======== Excerpted passage ========

Question

a rain gutter is made from sheets of aluminum that are 10 inches wide by turning up the edges to form right angles. Determine the depth of the gutter that will maximize its cross-sectional area and allow the greatest amount of water to flow.What is the maximum?

Answer 1

After turning the edges of the sheet, the dimensions will be x and 10 - 2x, so the cross-sectional area will be:

`\begin{gathered} A=x(10-2x) \\ A=10x-2x^2 \end{gathered}`

In order to maximize this area, let's find the x-coordinate of the vertex, using the formula:

`x_v=-(b)/(2a)`

Where a and b are coefficients of the quadratic function in the standard form:

`\begin{gathered} y=ax^2+bx+c \\ A=-2x^2+10x+0 \\ a=-2,b=10,c=0 \\ \\ x_v=-(b)/(2a)=-(10)/(-2\cdot2)=(10)/(4)=2.5 \end{gathered}`

So the depth of the gutter is 2.5 inches.

========

Tasks to carry out:
[1] According to the rain gutter solution, how wide are the aluminum sheets used to make the gutter?
[2] Reproduce the rain gutter solution, starting with "Where a and" and going on through "is 2.5 inches.", substituting "height" for "depth".

======== Information provided ========

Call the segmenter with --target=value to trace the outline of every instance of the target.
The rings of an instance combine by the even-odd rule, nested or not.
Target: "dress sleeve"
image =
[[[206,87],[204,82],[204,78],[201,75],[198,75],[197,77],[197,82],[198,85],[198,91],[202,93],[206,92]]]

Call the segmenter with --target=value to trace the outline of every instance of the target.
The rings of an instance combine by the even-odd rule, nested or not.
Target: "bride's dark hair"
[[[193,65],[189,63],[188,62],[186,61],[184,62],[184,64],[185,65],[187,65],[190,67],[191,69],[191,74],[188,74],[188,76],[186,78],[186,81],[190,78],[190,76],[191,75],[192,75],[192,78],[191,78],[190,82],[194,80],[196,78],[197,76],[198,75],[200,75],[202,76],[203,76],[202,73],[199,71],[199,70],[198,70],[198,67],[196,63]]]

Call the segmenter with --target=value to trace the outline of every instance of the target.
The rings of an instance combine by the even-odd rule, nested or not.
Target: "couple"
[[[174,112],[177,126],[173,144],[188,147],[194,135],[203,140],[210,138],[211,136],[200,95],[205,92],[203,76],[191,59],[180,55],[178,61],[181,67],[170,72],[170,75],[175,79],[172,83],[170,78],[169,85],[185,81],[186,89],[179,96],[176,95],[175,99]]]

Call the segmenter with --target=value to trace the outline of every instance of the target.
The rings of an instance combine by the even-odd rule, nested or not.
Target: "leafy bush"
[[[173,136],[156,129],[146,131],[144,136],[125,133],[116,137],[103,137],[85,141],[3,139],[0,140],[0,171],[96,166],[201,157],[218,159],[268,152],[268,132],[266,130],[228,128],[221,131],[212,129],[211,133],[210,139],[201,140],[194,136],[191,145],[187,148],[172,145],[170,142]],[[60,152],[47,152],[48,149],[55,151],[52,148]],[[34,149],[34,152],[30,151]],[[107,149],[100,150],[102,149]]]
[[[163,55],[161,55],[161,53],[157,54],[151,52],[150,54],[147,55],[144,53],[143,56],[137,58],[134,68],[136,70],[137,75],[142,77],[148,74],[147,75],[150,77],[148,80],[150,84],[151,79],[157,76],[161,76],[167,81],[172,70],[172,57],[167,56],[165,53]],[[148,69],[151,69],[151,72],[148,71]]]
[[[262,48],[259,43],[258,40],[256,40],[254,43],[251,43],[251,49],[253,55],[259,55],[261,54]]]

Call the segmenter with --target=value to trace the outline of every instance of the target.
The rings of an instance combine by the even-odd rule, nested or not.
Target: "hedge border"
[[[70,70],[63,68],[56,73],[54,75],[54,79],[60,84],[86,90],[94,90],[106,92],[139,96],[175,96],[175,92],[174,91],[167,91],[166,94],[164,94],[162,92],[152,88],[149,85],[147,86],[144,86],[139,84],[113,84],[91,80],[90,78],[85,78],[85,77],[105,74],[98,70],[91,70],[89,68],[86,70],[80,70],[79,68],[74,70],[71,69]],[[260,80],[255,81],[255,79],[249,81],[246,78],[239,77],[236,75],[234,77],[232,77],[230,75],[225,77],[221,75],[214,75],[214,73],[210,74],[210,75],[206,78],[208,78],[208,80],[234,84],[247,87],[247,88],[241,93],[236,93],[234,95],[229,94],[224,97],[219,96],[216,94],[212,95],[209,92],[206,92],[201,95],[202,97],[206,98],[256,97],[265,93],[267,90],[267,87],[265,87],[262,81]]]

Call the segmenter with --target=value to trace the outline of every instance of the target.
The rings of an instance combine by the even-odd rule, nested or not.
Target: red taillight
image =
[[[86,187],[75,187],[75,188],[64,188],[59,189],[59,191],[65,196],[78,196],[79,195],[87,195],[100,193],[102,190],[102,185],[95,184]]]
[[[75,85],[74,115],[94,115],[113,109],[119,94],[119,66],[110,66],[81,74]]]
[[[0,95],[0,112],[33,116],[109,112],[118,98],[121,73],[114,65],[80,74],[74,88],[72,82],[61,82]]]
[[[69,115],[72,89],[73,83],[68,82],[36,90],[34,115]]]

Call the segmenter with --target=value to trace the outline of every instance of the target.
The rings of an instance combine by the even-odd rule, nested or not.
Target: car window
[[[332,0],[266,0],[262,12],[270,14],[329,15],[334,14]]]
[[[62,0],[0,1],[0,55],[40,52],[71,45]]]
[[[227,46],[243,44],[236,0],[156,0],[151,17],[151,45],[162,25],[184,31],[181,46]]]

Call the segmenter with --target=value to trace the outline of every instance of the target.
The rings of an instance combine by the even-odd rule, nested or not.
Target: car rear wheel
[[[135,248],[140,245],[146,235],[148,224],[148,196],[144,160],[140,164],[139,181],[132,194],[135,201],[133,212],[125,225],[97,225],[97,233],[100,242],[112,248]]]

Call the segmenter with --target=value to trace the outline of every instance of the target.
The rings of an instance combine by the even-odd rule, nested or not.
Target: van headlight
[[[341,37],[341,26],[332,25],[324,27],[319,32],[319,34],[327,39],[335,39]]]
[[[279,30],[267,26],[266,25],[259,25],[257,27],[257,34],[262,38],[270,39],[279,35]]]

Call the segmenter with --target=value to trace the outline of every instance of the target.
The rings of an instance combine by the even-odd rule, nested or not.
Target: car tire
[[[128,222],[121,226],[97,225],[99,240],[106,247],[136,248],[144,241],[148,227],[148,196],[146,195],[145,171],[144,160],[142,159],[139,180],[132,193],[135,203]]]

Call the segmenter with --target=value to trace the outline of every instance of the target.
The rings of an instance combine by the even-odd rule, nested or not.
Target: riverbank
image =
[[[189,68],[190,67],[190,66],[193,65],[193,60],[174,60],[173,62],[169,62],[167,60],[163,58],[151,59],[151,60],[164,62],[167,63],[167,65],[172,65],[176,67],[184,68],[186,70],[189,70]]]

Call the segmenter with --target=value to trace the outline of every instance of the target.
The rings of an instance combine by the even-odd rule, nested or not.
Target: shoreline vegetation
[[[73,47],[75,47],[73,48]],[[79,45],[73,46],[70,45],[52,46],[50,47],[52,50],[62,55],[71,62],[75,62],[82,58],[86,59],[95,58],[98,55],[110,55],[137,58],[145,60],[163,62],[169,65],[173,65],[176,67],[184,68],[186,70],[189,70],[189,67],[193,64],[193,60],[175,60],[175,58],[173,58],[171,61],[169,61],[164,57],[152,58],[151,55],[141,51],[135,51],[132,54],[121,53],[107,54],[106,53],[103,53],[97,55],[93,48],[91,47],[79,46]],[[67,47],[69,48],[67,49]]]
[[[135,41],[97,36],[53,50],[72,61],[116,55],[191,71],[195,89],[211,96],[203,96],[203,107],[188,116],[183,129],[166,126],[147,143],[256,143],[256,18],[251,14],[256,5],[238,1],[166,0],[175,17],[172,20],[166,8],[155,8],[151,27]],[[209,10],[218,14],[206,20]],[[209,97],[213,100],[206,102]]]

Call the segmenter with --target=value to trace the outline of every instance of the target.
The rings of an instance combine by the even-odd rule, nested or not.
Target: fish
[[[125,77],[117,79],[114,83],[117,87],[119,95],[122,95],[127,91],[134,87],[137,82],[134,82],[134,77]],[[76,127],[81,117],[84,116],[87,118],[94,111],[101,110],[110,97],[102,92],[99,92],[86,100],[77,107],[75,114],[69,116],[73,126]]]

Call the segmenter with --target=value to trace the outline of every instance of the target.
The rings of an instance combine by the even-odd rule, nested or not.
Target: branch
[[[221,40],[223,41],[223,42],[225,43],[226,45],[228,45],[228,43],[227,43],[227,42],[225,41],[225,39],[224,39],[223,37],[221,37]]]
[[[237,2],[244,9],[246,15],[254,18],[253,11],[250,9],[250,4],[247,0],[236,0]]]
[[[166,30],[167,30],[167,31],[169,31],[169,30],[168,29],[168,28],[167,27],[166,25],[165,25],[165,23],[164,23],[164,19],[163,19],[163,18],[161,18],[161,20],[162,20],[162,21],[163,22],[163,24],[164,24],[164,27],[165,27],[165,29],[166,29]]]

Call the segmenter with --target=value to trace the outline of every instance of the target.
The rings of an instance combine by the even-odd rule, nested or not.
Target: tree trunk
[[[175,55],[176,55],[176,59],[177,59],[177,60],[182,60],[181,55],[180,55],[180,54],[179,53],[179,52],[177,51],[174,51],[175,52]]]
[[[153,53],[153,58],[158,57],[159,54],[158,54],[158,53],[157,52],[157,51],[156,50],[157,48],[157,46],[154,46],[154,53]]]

========

Problem solutions:
[1] The sheets are 10 inches wide.

[2]
Where a and b are coefficients of the quadratic function in the standard form:

`\begin{gathered} y=ax^2+bx+c \\ A=-2x^2+10x+0 \\ a=-2,b=10,c=0 \\ \\ x_v=-(b)/(2a)=-(10)/(-2\cdot2)=(10)/(4)=2.5 \end{gathered}`

So the height of the gutter is 2.5 inches.